_Selected excerpt:_
This is the conditional probability that we are still metastable at time t given metastability has already occurred. The probability that we both enter metastability and have not exited at time t is

$$ \begin{array}{*{20}c} {P\left( {still\,metastable,t} \right) = P\left( {metastability} \right).P\left( {metastable,t} \right)} \\ {P\left( {still\,metastable,t} \right) = \frac{{T_{m} }}{{T_{2} }}e^{ - t/\tau } } \\ \end{array} $$

So if metastability occurs, what is the probability that the metastability has not resolved a full cycle later:

$$ P\left( {still metastable,T_{2} } \right) = \frac{{T_{m} }}{{T_{2} }}e^{{ - T_{2} /\tau }} $$

And the rate of this event is

$$ R\left( {still metastable,T_{2} } \right) = \frac{{T_{m} }}{{T_{1} T_{2} }}e^{{ - T_{2} /\tau }} $$

Leading to an MTBF of

$$ MTBF = \frac{{T_{1} T_{2} }}{{T_{m} }}.e^{{T_{2} /\tau }} $$

Substituting for the typical values:

$$ \begin{array}{*{20}c} {T_{m} = 10\,{\rm ps}} \\ {T_{1} = 2\,{\rm ns}} \\ {T_{2} = 1\,{\rm ns}} \\ {\tau = 20\,{\rm ps}} \\ \end{array} $$

Gives an MTBF of

$$ \begin{array}{*{20}c} {MTBF = \frac{{T_{1} T_{2} }}{{T_{m} }}.e^{{\frac{{T_{2} }}{\tau }}} = \frac{2000*1000}{10}*e^{{\frac{1000}{10}}} ps} \\ {MTBF = 1.7\times10^{20} billion\,years} \\ \end{array} $$

Thus, if we observe the output after a full cycle has passed and a failure occurs due to metastability, the same failure would recur only after billions of billions of years, which we can safely say is as good as “never”.

_Required task a:_
Shift every box coordinate in the answers by adding 16 to it, and write out again the part of the records that opens with the line containing "Identify black t-shirt in the image above." and closes with the line containing "[380,195,508,381]", including both of those lines. Reproduce only that part, with each request line kept unchanged and in place.

_Supplied data:_
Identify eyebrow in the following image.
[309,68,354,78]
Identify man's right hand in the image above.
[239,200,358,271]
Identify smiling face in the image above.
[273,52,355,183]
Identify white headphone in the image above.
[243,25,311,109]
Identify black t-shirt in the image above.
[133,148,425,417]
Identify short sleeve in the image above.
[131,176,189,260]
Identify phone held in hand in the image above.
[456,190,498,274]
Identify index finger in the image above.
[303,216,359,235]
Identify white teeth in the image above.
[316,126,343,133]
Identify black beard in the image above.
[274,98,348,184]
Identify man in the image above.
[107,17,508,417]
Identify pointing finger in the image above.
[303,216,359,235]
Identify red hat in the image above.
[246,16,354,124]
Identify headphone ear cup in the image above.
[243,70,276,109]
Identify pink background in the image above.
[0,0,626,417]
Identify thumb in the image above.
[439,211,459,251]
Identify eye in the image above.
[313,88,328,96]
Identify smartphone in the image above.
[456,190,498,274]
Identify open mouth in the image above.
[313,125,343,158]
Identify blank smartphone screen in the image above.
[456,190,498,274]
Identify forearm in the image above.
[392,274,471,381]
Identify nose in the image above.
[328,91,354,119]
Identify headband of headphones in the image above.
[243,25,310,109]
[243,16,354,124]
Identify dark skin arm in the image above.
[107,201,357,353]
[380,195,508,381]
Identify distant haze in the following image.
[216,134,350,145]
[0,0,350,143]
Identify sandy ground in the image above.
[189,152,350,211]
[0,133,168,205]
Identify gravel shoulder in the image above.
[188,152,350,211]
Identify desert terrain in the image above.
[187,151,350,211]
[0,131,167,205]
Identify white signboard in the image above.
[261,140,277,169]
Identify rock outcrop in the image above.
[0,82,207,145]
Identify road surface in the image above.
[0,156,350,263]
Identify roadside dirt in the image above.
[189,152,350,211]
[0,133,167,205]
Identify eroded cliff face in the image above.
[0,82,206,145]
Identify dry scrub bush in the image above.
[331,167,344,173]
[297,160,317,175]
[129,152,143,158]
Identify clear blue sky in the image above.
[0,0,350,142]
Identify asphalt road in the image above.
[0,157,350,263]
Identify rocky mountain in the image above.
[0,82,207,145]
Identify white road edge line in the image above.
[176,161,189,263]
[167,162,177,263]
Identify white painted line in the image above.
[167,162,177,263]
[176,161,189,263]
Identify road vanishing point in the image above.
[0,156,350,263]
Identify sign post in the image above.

_Required task b:_
For each statement, say whether it agrees with the metastability excerpt, answering yes or no and quoting the words of the excerpt that decide it.
(i) The MTBF result applies when the output is observed after a full cycle has passed.
(ii) A failure due to metastability would recur after a few thousand years.
(iii) The first probability discussed is called an unconditional probability.

_Task answer a:_
Identify black t-shirt in the image above.
[149,164,441,433]
Identify short sleeve in the image above.
[147,192,205,276]
Identify phone held in hand in the image above.
[472,206,514,290]
Identify index finger in the image above.
[319,232,375,251]
Identify white teeth in the image above.
[332,142,359,149]
Identify black beard in the image above.
[290,114,364,200]
Identify man in the image above.
[123,33,524,433]
Identify pointing finger in the image above.
[319,232,375,251]
Identify red hat in the image above.
[262,32,370,140]
Identify headphone ear cup in the image above.
[259,86,292,125]
Identify pink background in the image above.
[16,16,642,433]
Identify thumb in the image above.
[455,227,475,267]
Identify eye in the image above.
[329,104,344,112]
Identify smartphone in the image above.
[472,206,514,290]
Identify open mouth in the image above.
[329,141,359,174]
Identify blank smartphone screen in the image above.
[472,206,514,290]
Identify forearm in the image above.
[408,290,487,397]
Identify nose in the image above.
[344,107,370,135]
Identify headband of headphones in the image above.
[259,41,326,125]
[259,32,370,140]
Identify dark skin arm in the image above.
[123,217,373,369]
[396,211,524,397]

_Task answer b:_
(i) Yes: "if we observe the output after a full cycle has passed and a failure occurs due to metastability"
(ii) No: "the same failure would recur only after billions of billions of years"
(iii) No: "This is the conditional probability that we are still metastable at time t given metastability has already occurred."